┌─ Document

Deb:    Do you like ice-cream?

Derren: Is the pope Catholic?

.

3.3.2    Irony and English humour

.

Much cross-cultural misinterpretation of implicatures concerns sense of humour. Consider:

.

(xxii)

(Pointing to a bottle of Coke on the table)

Nao:    Is this coca-cola?

Me:     It’s a pizza.

.

The Japanese Nao, who thought I had meant to treat her like a fool, was puzzled. Some months later, Nao said, ‘I understand! British humour is about bullying others!’ Both the Japanese and Chinese have one expression to mean irony and sarcasm, and being ironic carries a negative connotation of insult. Although Nao had identified the semantic pattern in irony, her sense that the English found humour in bullying others was misplaced.

Anthropologist Fox (2004:65-66) notes that the English treat irony as ‘a constant, a normal element of ordinary, everyday conversation’ and the ‘dominant ingredient in English humour’. What makes irony even more difficult for foreigners is that a deadpan face is the expected norm. Fox sympathises with foreigners, admitting that self-parodying is part of the English psyche deeply schematised in the culture.
If spoken irony is difficult for NNS, written irony poses a bigger problem. Hatim (1997) attributes irony to the English preference for understatements and the cryptic, enabling one  to express an attitude without saying very much. Irony is hard to preserve when translating written texts. Hatim (ibid:196) suggests that Arabic is intolerant to such opaqueness, with translators of irony needing to flout the quantity maxim by being over-informative.

└─

> What is asked:
1) Quote the passage on irony and English humor word for word, between "If spoken irony" and "by being over-informative.", inclusive.
2) Extend the passage on irony and English humor, picking up after its final sentence.

┌─ Data records

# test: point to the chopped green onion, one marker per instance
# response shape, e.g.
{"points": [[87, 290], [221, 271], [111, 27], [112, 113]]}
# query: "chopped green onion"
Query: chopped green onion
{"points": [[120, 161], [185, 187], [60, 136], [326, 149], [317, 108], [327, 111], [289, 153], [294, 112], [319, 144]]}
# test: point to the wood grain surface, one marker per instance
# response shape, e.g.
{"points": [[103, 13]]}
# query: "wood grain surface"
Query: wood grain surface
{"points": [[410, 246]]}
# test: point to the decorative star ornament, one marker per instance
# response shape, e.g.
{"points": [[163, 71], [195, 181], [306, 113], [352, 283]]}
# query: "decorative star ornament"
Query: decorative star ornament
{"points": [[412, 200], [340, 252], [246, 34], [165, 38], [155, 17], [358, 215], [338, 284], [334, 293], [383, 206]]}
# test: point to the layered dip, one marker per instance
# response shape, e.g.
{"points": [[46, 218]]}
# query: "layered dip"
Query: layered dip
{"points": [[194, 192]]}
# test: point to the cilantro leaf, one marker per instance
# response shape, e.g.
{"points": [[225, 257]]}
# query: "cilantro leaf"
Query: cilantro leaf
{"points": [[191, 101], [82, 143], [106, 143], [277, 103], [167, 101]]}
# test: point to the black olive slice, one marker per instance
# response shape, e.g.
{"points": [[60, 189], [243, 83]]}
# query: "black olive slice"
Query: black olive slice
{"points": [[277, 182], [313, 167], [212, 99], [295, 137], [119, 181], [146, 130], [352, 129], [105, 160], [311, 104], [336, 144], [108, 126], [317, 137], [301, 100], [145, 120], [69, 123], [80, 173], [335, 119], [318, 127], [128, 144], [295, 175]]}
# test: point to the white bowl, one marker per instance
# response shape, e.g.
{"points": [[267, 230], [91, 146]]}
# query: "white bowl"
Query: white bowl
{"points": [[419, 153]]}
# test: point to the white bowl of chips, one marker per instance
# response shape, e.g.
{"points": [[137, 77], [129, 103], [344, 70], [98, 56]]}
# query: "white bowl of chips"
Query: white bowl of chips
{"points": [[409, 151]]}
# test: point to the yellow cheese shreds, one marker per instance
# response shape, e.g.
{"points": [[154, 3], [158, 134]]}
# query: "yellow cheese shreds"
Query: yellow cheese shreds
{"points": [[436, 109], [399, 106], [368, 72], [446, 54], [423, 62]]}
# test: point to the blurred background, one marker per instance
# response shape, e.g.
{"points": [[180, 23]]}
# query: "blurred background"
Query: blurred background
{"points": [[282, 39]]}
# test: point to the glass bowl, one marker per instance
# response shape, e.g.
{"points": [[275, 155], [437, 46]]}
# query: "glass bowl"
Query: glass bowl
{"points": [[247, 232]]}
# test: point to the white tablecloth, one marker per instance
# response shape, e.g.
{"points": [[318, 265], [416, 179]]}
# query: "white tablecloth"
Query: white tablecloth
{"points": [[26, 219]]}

└─

> Responses:
1)
If spoken irony is difficult for NNS, written irony poses a bigger problem. Hatim (1997) attributes irony to the English preference for understatements and the cryptic, enabling one  to express an attitude without saying very much. Irony is hard to preserve when translating written texts. Hatim (ibid:196) suggests that Arabic is intolerant to such opaqueness, with translators of irony needing to flout the quantity maxim by being over-informative.

2)
.

3.3.3    Making CP universal

.

Keenan’s (1976) investigation in Malagasy culture has spurred criticisms that Grice’s principles were monocentric and full of assumptions based on Anglo-Saxon norms and culture (Wierzbicka 1985, Gazdar 1979). Keenan (1976) admits the Malagasy community are not uninformative, but explains that Grice’s maxims do not hold in some societies. However, perhaps it is the critics themselves who have been monocentric and have interpreted Grice’s words from an English perspective. Arguably, being ‘as informative as required’ would stand with the Malagasy speakers if the ‘information’ expected and the schema of what ‘information’ entails differs in their culture. I believe CP could be realised in different cultures in different ways. Consider.

.

(xviii)               Returning an unidentified missed call,

Singaporean: Hello. Who called?

.

Clyne (1994:192) states that in both European and East/South-east Asian culture, the more information/knowledge provided, the better. Singaporeans, however, sometimes seem comfortable with the bare information minus the niceties, so we could argue that what is ‘required’ depends on cultural variation and situational expectations. Clyne (ibid:194) proposes a set of revised ‘maxims’ (Appendix) to make CP more universal by considering different cultural norms and expectations when applying Grice’s principles. How can teachers then apply this knowledge to help students adapt to a foreign environment?

.

.

In the last part of this series, I will be looking at the implications that Grice’s theories have on teaching and asking for ideas as to how this could be relevant to what we practitioners do in the language classroom.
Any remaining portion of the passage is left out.